#### Document segment:
Note that the S3 bucket policy includes a “Principal” element, which lists the principals that bucket policy controls access for. The “Principal” element is unnecessary in an IAM policy, because the principal is by default the entity that the IAM policy is attached to.

S3 bucket policies (as the name would imply) only control access to S3 resources for the bucket they’re attached to, whereas IAM policies can specify nearly any AWS action. One of the neat things about AWS is that you can actually apply both IAM policies and S3 bucket policies simultaneously, with the ultimate authorization being the least-privilege union of all the permissions (more on this in the section below titled “How does authorization work with multiple access control mechanisms?”).

When to use IAM policies vs. S3 policies

Use IAM policies if:

You need to control access to AWS services other than S3. IAM policies will be easier to manage since you can centrally manage all of your permissions in IAM, instead of spreading them between IAM and S3.
You have numerous S3 buckets each with different permissions requirements. IAM policies will be easier to manage since you don’t have to define a large number of S3 bucket policies and can instead rely on fewer, more detailed IAM policies.
You prefer to keep access control policies in the IAM environment.

Use S3 bucket policies if:

You want a simple way to grant cross-account access to your S3 environment, without using IAM roles.
Your IAM policies bump up against the size limit (up to 2 kb for users, 5 kb for groups, and 10 kb for roles). S3 supports bucket policies of up 20 kb.
You prefer to keep access control policies in the S3 environment.
You want to apply common security controls to all principals who interact with S3 buckets, such as restricting the IP addresses or VPC a bucket can be accessed from.

If you’re still unsure of which to use, consider which audit question is most important to you:

If you’re more interested in “What can this user do in AWS?” then IAM policies are probably the way to go. You can easily answer this by looking up an IAM user and then examining their IAM policies to see what rights they have.
If you’re more interested in “Who can access this S3 bucket?” then S3 bucket policies will likely suit you better. You can easily answer this by looking up a bucket and examining the bucket policy.

Whichever method you choose, we recommend staying as consistent as possible. Auditing permissions becomes more challenging as the number of IAM policies and S3 bucket policies grows.

What about S3 ACLs?

An S3 ACL is a sub-resource that’s attached to every S3 bucket and object. It defines which AWS accounts or groups are granted access and the type of access. You can attach S3 ACLs to both buckets and individual objects within a bucket to manage permissions for those objects. As a general rule, AWS recommends using S3 bucket policies or IAM policies for access control. S3 ACLs is a legacy access control mechanism that predates IAM. By default, Object Ownership is set to the Bucket owner enforced setting and all ACLs are disabled, as can be seen below.

A majority of modern use cases in Amazon S3 no longer require the use of ACLs, and we recommend that you keep ACLs disabled by applying the Bucket owner enforced setting. This approach simplifies permissions management: you can use policies to more easily control access to every object in your bucket, regardless of who uploaded the objects in your bucket. When ACLs are disabled, the bucket owner owns all the objects in the bucket and manages access to data exclusively using access management policies.

S3 bucket policies and IAM policies define object-level permissions by providing those objects in the Resource element in your policy statements. The statement will apply to those objects in the bucket. Consolidating object-specific permissions into one policy (as opposed to multiple S3 ACLs) makes it simpler for you to determine effective permissions for your users and roles.

#### Stored rows:
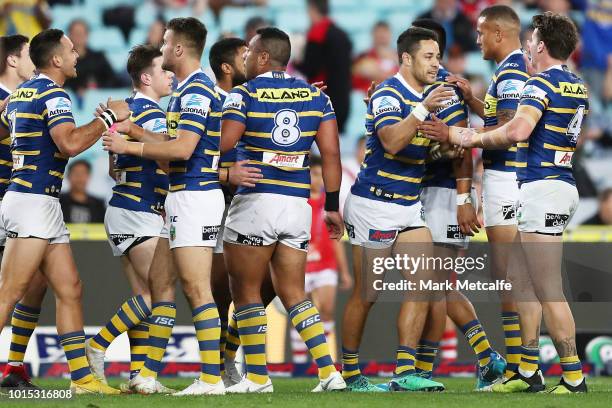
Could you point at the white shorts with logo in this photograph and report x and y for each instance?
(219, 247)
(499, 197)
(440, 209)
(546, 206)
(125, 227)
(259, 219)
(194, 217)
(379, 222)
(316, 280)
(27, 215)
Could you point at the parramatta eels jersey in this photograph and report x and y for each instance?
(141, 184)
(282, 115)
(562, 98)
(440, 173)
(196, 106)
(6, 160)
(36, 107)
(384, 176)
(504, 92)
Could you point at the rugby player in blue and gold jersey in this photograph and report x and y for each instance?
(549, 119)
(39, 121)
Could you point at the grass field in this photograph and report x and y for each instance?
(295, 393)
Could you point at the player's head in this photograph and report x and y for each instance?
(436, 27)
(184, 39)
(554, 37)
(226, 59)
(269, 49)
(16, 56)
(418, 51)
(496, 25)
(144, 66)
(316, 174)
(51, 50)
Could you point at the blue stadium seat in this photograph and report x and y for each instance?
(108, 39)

==

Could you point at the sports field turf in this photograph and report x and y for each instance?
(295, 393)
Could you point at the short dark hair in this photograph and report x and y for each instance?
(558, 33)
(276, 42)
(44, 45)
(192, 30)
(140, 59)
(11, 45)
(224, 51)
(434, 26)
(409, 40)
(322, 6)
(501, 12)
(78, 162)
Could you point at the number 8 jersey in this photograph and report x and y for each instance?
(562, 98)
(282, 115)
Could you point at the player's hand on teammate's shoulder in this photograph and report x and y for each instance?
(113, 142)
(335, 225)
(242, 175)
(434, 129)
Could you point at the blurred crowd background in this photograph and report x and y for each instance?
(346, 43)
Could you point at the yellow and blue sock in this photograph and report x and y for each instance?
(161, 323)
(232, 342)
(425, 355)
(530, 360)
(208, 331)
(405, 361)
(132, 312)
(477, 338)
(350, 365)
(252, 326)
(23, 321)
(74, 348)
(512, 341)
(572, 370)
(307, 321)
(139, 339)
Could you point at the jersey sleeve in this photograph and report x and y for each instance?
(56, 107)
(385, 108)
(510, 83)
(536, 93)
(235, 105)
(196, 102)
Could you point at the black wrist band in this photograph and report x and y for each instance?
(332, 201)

--

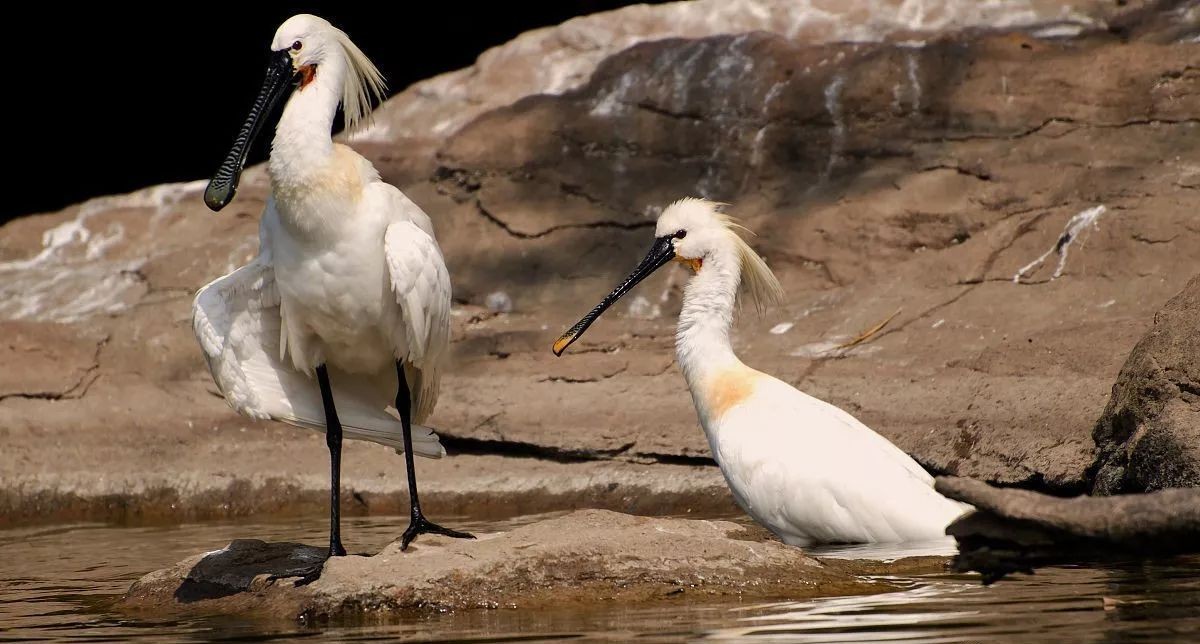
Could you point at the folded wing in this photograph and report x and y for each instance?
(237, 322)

#### Task instructions:
Transcribe the passage on S3 access control above, starting with the words "Whichever method you" and ending with the words "bucket policies grows.".

#### Response below:
Whichever method you choose, we recommend staying as consistent as possible. Auditing permissions becomes more challenging as the number of IAM policies and S3 bucket policies grows.